Quote each line exactly, from the line that contains "Reviewer note: make sure each instance of the wooden plank" down to the last line of the listing, and no other lines.

Object position labeling entries:
== == ==

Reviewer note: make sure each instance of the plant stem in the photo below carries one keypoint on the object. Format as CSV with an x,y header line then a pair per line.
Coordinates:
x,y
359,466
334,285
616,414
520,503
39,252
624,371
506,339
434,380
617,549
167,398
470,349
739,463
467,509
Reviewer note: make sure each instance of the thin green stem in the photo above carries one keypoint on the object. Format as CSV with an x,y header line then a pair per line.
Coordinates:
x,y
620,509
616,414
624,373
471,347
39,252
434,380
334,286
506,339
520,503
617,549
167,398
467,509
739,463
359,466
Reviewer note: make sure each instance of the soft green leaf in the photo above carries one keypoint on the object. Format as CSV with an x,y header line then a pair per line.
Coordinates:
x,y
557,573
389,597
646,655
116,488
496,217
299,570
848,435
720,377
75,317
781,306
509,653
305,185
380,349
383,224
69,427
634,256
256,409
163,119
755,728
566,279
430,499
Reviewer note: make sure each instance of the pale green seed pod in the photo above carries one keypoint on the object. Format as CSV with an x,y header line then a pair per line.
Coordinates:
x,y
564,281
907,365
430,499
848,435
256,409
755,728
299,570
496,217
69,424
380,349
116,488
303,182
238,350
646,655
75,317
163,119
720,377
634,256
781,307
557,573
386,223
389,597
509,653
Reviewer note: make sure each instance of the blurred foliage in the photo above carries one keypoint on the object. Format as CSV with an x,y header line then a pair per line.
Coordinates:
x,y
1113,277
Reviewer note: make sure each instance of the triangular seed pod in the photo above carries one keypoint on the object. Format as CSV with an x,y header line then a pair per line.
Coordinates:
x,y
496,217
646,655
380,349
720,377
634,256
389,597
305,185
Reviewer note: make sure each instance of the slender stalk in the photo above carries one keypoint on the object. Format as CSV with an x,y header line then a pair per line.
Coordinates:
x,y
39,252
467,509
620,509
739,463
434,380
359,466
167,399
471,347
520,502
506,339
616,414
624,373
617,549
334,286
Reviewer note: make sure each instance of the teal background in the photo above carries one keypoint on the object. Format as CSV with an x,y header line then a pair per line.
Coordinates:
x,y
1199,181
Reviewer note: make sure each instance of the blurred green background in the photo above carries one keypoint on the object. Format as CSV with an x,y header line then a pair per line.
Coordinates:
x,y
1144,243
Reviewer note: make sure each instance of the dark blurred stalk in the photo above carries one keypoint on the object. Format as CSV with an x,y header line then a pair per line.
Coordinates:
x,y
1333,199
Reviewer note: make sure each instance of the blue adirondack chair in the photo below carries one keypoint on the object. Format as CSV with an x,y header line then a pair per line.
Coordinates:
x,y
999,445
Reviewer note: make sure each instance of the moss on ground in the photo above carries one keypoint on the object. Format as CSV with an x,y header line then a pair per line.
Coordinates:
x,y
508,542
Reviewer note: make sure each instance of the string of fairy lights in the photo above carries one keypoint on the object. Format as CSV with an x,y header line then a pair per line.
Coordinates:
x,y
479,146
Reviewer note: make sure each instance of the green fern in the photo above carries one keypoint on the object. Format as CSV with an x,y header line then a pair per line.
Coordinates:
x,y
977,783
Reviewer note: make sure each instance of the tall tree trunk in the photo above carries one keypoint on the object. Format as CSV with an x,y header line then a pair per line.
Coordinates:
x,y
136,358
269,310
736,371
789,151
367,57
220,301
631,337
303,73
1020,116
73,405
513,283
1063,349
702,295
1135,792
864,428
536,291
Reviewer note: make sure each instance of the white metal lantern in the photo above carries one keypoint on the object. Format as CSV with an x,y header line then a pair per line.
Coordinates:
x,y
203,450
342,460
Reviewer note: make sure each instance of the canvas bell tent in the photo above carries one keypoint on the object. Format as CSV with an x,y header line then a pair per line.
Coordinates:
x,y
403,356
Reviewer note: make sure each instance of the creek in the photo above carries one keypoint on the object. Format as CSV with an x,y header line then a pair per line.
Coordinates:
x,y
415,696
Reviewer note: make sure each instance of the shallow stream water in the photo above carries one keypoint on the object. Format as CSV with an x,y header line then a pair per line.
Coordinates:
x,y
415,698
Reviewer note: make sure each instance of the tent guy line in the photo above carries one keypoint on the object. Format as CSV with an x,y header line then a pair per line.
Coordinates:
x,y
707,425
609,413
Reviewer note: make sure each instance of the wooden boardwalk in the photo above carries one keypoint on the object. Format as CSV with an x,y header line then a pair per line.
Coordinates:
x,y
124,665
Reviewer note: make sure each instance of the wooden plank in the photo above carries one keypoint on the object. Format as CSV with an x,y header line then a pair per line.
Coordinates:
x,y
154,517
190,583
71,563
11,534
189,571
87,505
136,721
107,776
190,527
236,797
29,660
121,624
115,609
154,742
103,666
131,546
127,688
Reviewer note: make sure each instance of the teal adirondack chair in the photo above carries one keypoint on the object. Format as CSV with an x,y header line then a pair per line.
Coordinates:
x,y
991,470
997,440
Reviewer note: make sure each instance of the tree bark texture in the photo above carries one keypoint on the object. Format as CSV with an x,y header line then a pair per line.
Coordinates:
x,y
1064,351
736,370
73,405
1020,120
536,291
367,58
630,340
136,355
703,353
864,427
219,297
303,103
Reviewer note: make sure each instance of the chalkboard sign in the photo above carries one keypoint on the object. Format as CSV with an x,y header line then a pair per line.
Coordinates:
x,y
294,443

== == ==

## RESULT FOR THIS EXERCISE
Reviewer note: make sure each instance of the wooden plank in the photo above carries one keypoint on the object. Format as CSV with an x,y header line then a pair per line.
Coordinates:
x,y
154,517
190,583
71,563
11,534
189,571
87,505
136,721
107,776
190,527
236,797
29,660
121,624
115,609
154,742
103,666
131,546
127,688
Reviewer note: make sure each instance of the teal adirondack chair in the photo above carries one keypoint on the object. Format as CSV with an x,y header line then a pair per line.
Coordinates:
x,y
991,470
997,440
Reviewer note: make sure each instance of the tree bark texture in the photo above carries one keypoint on the object. Format as CSV with an x,y header line then a pair per line.
Coordinates:
x,y
1064,351
736,370
73,405
1020,120
536,291
367,58
630,340
136,355
703,353
864,427
219,297
303,103
Reviewer note: make sure each instance of the chalkboard sign in the photo above carries one keypoint on the object. Format as CSV with an x,y header line then a pair per line.
Coordinates:
x,y
294,443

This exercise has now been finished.